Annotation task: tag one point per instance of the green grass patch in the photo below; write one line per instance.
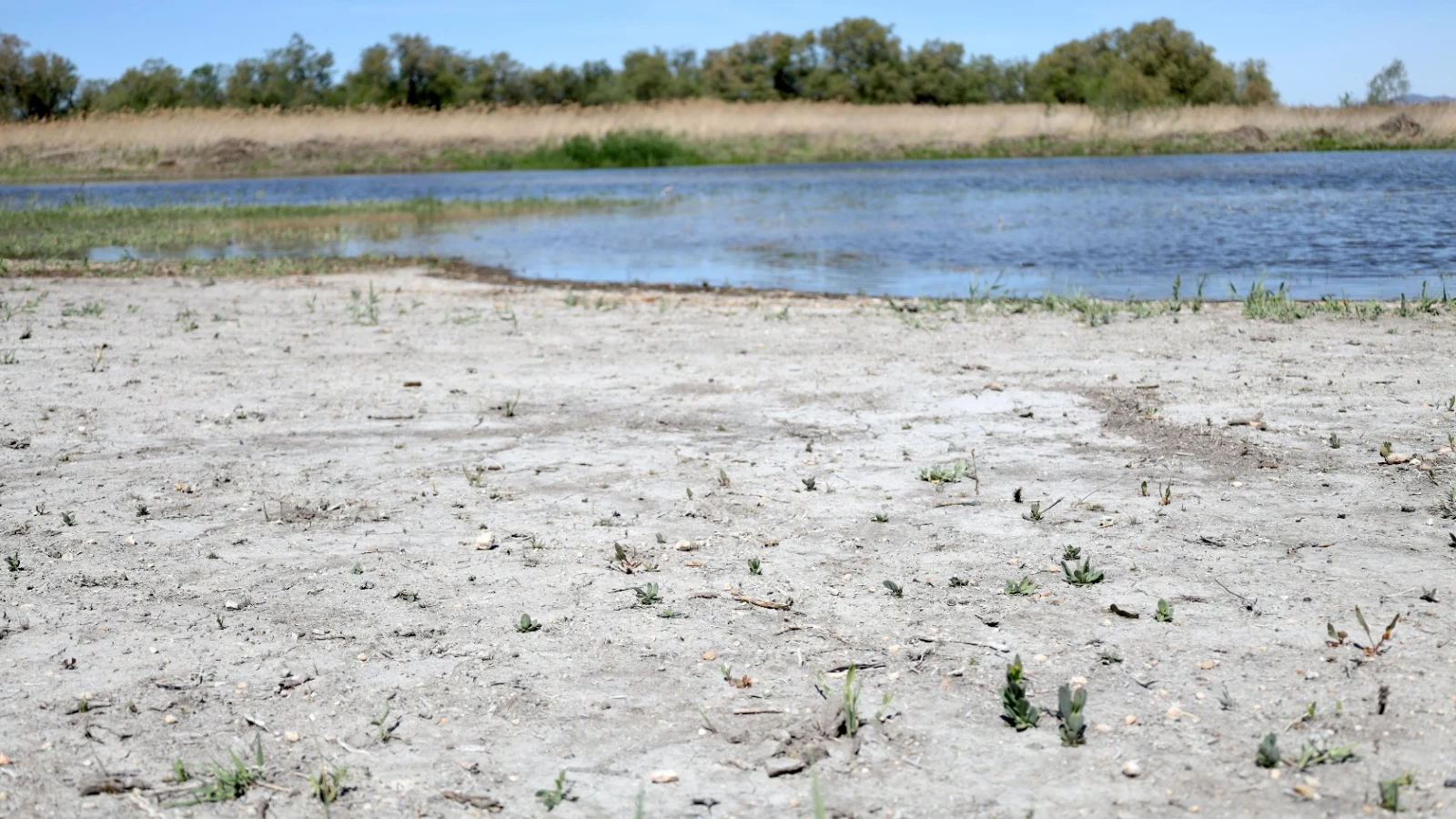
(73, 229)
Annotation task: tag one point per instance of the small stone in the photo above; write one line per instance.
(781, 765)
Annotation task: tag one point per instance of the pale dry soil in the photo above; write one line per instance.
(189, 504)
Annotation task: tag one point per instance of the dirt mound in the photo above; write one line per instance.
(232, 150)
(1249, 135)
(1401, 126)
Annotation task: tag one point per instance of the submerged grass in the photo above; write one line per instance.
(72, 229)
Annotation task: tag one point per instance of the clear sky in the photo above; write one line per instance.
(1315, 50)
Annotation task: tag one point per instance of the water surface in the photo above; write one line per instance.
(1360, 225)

◆ ◆ ◆

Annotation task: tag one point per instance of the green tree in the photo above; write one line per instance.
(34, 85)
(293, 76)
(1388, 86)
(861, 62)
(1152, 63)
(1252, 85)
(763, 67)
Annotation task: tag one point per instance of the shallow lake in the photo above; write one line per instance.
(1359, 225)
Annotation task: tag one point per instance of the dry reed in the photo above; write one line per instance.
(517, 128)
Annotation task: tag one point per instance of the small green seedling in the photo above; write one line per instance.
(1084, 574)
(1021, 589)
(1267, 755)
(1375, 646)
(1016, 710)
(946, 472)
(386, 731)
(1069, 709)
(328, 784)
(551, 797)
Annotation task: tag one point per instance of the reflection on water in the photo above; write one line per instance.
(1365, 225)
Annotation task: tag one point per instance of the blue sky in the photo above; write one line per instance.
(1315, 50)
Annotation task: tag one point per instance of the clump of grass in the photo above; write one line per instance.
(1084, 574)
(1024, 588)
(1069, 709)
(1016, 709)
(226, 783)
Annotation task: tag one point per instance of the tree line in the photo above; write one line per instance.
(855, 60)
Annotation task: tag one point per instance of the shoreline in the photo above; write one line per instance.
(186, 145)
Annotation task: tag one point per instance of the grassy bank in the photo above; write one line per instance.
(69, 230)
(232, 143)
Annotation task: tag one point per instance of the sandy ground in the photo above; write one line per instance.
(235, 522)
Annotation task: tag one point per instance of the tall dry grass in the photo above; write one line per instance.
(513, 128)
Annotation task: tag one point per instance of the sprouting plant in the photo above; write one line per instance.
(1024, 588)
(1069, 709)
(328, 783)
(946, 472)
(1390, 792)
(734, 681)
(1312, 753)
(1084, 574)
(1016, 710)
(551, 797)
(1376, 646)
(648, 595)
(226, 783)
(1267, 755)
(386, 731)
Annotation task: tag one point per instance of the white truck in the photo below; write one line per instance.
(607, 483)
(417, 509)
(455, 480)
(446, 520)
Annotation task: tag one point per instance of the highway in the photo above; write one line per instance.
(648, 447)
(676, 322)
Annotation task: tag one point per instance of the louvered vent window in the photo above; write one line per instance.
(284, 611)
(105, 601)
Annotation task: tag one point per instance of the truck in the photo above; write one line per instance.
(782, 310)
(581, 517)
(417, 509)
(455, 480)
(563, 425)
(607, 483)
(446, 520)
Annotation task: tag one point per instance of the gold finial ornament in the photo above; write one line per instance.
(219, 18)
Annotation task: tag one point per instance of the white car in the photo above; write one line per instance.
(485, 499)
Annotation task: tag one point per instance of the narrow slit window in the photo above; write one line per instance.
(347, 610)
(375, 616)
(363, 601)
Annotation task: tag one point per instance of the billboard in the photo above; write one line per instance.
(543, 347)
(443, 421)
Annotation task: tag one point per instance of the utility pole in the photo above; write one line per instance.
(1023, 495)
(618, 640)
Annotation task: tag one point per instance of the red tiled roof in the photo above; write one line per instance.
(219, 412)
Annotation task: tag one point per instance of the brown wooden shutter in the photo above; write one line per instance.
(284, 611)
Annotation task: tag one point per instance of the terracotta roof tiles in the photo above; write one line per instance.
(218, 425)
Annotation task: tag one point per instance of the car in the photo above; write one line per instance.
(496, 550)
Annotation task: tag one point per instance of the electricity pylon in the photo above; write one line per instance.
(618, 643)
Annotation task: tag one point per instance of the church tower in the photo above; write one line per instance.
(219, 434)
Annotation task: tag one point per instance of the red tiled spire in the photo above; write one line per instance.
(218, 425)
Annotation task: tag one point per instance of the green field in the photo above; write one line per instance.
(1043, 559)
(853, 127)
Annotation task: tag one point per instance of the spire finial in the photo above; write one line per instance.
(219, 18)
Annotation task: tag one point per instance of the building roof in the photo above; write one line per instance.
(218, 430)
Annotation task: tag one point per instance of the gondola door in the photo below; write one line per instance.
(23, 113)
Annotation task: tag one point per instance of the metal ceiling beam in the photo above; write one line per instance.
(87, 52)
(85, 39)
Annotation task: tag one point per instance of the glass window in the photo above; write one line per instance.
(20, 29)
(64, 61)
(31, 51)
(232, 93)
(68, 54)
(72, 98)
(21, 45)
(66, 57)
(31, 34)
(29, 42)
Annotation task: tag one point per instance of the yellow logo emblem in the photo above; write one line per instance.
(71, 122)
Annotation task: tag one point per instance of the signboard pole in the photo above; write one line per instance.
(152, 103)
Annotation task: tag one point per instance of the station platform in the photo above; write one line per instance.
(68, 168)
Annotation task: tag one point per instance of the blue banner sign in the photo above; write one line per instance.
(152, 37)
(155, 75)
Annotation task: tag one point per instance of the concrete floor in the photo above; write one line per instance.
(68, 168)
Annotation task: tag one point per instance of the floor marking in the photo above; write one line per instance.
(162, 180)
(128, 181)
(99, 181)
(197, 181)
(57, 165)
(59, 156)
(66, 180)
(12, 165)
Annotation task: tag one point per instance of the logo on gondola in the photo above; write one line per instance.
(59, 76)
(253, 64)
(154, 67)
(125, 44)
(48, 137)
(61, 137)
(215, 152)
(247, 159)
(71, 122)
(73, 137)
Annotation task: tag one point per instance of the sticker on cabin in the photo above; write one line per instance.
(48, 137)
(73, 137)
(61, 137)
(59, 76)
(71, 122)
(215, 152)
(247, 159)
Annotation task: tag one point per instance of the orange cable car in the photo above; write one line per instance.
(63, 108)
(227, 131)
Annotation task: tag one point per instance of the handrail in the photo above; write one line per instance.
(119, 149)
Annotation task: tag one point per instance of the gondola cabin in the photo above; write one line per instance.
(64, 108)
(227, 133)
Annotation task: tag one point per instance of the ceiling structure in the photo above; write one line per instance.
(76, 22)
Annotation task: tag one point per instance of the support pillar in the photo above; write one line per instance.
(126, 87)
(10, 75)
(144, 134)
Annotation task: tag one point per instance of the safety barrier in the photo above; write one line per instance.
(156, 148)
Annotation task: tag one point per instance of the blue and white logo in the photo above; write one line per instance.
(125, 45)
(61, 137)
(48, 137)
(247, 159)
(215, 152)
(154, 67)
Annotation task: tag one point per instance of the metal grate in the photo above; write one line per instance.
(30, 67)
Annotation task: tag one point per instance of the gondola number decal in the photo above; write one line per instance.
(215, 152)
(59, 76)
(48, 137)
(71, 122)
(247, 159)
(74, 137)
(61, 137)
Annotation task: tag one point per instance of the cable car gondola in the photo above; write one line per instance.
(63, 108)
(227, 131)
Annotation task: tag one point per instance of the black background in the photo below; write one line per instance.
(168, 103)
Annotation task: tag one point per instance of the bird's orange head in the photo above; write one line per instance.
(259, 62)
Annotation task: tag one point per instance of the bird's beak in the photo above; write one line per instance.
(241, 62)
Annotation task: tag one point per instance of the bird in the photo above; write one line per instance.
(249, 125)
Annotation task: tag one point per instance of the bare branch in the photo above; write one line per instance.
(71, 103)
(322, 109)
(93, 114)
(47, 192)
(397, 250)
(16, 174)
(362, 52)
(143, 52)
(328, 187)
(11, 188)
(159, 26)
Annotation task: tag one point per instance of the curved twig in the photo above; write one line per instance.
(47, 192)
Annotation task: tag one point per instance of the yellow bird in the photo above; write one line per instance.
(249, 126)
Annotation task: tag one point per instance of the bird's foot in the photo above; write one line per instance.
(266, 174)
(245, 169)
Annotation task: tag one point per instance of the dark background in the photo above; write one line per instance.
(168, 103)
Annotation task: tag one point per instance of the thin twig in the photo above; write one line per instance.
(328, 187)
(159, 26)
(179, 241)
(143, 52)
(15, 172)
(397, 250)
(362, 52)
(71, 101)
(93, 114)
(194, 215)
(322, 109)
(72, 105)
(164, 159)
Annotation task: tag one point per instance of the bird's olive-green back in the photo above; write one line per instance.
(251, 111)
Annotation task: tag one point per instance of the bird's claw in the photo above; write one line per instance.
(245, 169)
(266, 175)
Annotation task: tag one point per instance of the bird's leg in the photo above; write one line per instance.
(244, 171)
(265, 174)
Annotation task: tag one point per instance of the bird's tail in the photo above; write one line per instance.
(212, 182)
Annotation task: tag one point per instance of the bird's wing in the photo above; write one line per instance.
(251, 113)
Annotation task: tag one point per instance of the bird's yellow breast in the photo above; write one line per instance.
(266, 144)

◆ ◆ ◆

Rename "photo" to "image" throughout the lines, starting with the line that contains "Annotation task: tag one point per instance of the green grass" and going on through the line that contains "(1360, 225)". Return only those lines with nothing else altered, and leave the pictures out.

Annotation task: tag one point per instance of the green grass patch in the image below; write one line per instance.
(73, 229)
Annotation task: tag one point per instance of the small stone in the image above; write one line per instance.
(781, 765)
Annotation task: tag one point per instance of the pale dry soil in the image above; write one line per instance.
(189, 504)
Annotation task: tag one point per instance of the dirt mound in the image above; write one line per instance.
(232, 150)
(1249, 135)
(1401, 126)
Annotation task: tag one point per instance of the submerged grass in the image above; write one line per instance.
(72, 229)
Annotation task: tag one point per instance of the clear sky in the image above; write one line per instance.
(1315, 50)
Annotation task: tag one point per instance of the water surface in the image above; write one line per instance.
(1360, 225)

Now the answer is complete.